Saved entries:
········

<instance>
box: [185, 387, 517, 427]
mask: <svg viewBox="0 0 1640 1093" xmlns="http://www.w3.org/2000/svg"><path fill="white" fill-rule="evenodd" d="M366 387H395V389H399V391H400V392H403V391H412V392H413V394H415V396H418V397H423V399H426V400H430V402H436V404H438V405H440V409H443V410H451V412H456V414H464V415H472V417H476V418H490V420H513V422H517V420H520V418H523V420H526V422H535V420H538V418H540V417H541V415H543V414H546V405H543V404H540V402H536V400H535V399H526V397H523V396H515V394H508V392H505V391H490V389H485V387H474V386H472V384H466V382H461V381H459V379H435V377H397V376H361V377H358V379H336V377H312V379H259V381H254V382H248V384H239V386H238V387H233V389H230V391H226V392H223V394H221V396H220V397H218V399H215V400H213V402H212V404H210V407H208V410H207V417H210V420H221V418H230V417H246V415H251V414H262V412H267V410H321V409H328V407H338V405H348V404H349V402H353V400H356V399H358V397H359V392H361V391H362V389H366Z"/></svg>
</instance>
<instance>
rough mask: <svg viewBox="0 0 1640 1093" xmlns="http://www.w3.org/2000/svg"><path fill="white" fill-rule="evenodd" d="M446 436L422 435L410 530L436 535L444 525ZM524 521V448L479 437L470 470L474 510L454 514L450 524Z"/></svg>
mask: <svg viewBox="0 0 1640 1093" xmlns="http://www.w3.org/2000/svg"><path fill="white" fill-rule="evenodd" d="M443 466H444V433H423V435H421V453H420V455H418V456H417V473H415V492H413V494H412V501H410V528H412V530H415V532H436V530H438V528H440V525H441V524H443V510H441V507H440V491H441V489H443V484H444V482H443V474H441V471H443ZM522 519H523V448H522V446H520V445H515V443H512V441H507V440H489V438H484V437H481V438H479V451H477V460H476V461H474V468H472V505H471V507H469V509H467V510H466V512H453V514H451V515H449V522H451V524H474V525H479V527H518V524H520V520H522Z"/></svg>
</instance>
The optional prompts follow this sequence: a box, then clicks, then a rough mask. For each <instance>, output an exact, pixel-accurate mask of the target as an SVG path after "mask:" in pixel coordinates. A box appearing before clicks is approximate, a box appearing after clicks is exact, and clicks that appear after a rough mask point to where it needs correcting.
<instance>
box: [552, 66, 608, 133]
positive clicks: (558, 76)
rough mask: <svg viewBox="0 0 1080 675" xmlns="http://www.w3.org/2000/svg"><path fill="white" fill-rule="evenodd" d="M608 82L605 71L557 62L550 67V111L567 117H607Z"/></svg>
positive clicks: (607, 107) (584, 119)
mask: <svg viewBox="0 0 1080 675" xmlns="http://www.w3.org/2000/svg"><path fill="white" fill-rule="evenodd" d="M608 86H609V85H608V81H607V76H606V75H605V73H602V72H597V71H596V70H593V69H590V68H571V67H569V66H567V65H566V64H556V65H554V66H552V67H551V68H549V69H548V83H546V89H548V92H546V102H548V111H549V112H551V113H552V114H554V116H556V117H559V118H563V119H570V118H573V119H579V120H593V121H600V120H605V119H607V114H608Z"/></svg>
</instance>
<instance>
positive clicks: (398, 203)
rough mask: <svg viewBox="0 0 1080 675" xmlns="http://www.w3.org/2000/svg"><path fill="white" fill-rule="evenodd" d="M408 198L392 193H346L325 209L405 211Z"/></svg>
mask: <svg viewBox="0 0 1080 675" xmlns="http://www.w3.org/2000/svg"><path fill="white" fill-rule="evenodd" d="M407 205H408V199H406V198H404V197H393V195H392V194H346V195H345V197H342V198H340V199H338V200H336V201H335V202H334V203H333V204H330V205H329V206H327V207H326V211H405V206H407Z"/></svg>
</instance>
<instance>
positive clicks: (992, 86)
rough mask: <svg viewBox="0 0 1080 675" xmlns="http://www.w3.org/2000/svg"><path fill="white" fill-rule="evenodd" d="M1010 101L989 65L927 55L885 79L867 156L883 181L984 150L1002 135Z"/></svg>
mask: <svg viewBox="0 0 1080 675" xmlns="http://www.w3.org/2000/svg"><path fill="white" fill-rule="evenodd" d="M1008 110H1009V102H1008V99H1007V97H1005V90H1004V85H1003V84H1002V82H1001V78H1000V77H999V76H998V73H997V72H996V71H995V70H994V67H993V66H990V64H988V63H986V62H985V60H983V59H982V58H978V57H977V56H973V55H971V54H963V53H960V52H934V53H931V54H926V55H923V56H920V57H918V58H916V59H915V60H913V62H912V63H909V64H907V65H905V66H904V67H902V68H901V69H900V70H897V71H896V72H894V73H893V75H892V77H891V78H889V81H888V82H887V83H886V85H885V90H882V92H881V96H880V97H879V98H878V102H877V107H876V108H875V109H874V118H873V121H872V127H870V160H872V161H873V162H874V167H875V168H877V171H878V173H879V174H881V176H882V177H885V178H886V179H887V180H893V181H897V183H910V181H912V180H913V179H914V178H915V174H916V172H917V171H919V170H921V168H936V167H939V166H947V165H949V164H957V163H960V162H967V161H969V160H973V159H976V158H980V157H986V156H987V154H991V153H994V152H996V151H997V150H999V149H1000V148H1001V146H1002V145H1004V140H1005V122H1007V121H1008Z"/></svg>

········

YOUR TASK: Transcribe each line of the data exactly, skipping none.

OUTPUT BELOW:
<instance>
box: [185, 387, 517, 427]
mask: <svg viewBox="0 0 1640 1093" xmlns="http://www.w3.org/2000/svg"><path fill="white" fill-rule="evenodd" d="M366 387H395V389H399V391H400V392H403V391H412V392H413V394H415V396H418V397H423V399H426V400H430V402H436V404H438V405H440V409H443V410H451V412H456V414H464V415H472V417H476V418H490V420H513V422H517V420H520V418H523V420H526V422H535V420H538V418H540V417H541V415H543V414H546V405H543V404H540V402H536V400H535V399H526V397H523V396H515V394H508V392H505V391H490V389H485V387H474V386H472V384H466V382H461V381H459V379H435V377H397V376H361V377H358V379H336V377H312V379H259V381H254V382H248V384H239V386H238V387H233V389H230V391H226V392H223V394H221V396H220V397H218V399H215V400H213V402H212V404H210V407H208V410H207V417H210V420H221V418H230V417H246V415H251V414H262V412H267V410H321V409H328V407H338V405H348V404H349V402H353V400H356V399H358V397H359V392H361V391H362V389H366Z"/></svg>
</instance>
<instance>
rough mask: <svg viewBox="0 0 1640 1093" xmlns="http://www.w3.org/2000/svg"><path fill="white" fill-rule="evenodd" d="M446 436L422 435L410 530L436 535L444 525ZM524 521V448L479 437L470 470L474 510L454 514L450 524Z"/></svg>
mask: <svg viewBox="0 0 1640 1093" xmlns="http://www.w3.org/2000/svg"><path fill="white" fill-rule="evenodd" d="M443 466H444V433H423V435H421V453H420V455H418V456H417V473H415V492H413V494H412V501H410V528H412V530H415V532H436V530H438V528H440V525H441V524H443V510H441V507H440V491H441V489H443V484H444V482H443V474H441V471H443ZM522 519H523V448H522V446H520V445H515V443H512V441H507V440H489V438H484V437H481V438H479V451H477V460H476V461H474V468H472V505H471V507H469V509H467V510H466V512H453V514H451V515H449V522H451V524H474V525H479V527H518V524H520V520H522Z"/></svg>
</instance>
The optional prompts follow this sequence: a box, then clicks, then a rough mask. For each <instance>, output an exact, pixel-accurate mask of the target as an SVG path after "mask:" in pixel coordinates. A box appearing before clicks is approximate, a box appearing after clicks is exact, and clicks that appear after a rough mask point to where it needs correcting.
<instance>
box: [552, 66, 608, 133]
positive clicks: (558, 76)
rough mask: <svg viewBox="0 0 1080 675" xmlns="http://www.w3.org/2000/svg"><path fill="white" fill-rule="evenodd" d="M608 82L605 71L557 62L550 67V111L567 117H607Z"/></svg>
positive clicks: (607, 107) (584, 119)
mask: <svg viewBox="0 0 1080 675" xmlns="http://www.w3.org/2000/svg"><path fill="white" fill-rule="evenodd" d="M608 86H609V85H608V81H607V76H606V75H605V73H602V72H597V71H596V70H593V69H590V68H571V67H569V66H567V65H566V64H556V65H554V66H552V67H551V68H549V69H548V83H546V89H548V92H546V102H548V111H549V112H551V113H552V114H554V116H556V117H559V118H563V119H570V118H573V119H579V120H593V121H600V120H605V119H607V114H608Z"/></svg>
</instance>
<instance>
positive clicks: (398, 203)
rough mask: <svg viewBox="0 0 1080 675" xmlns="http://www.w3.org/2000/svg"><path fill="white" fill-rule="evenodd" d="M408 198L392 193H346L325 209L405 211Z"/></svg>
mask: <svg viewBox="0 0 1080 675" xmlns="http://www.w3.org/2000/svg"><path fill="white" fill-rule="evenodd" d="M407 205H408V199H406V198H404V197H393V195H392V194H346V195H345V197H342V198H340V199H338V200H336V201H335V202H334V203H333V204H330V205H329V206H327V207H326V211H405V206H407Z"/></svg>
</instance>
<instance>
positive clicks: (992, 86)
rough mask: <svg viewBox="0 0 1080 675" xmlns="http://www.w3.org/2000/svg"><path fill="white" fill-rule="evenodd" d="M1010 101L989 65L927 55L885 79L867 156L883 181L984 150L1002 135Z"/></svg>
mask: <svg viewBox="0 0 1080 675" xmlns="http://www.w3.org/2000/svg"><path fill="white" fill-rule="evenodd" d="M1008 110H1009V102H1008V99H1007V97H1005V90H1004V85H1003V84H1002V82H1001V78H1000V77H999V76H998V73H997V72H996V71H995V70H994V67H993V66H990V64H988V63H986V62H985V60H983V59H982V58H978V57H977V56H973V55H971V54H963V53H960V52H934V53H931V54H926V55H923V56H920V57H918V58H916V59H915V60H913V62H912V63H909V64H907V65H905V66H904V67H902V68H901V69H900V70H897V71H896V72H894V73H893V75H892V77H891V78H889V81H888V82H887V83H886V85H885V90H882V92H881V96H880V97H879V98H878V102H877V107H876V108H875V109H874V118H873V121H872V127H870V160H872V161H873V162H874V167H875V168H877V171H878V173H879V174H881V176H882V177H885V178H886V179H887V180H893V181H897V183H910V181H912V180H913V179H914V178H915V174H916V172H917V171H919V170H921V168H936V167H939V166H947V165H949V164H957V163H960V162H967V161H969V160H973V159H976V158H980V157H986V156H987V154H991V153H994V152H996V151H997V150H999V149H1000V148H1001V146H1002V145H1004V140H1005V122H1007V121H1008Z"/></svg>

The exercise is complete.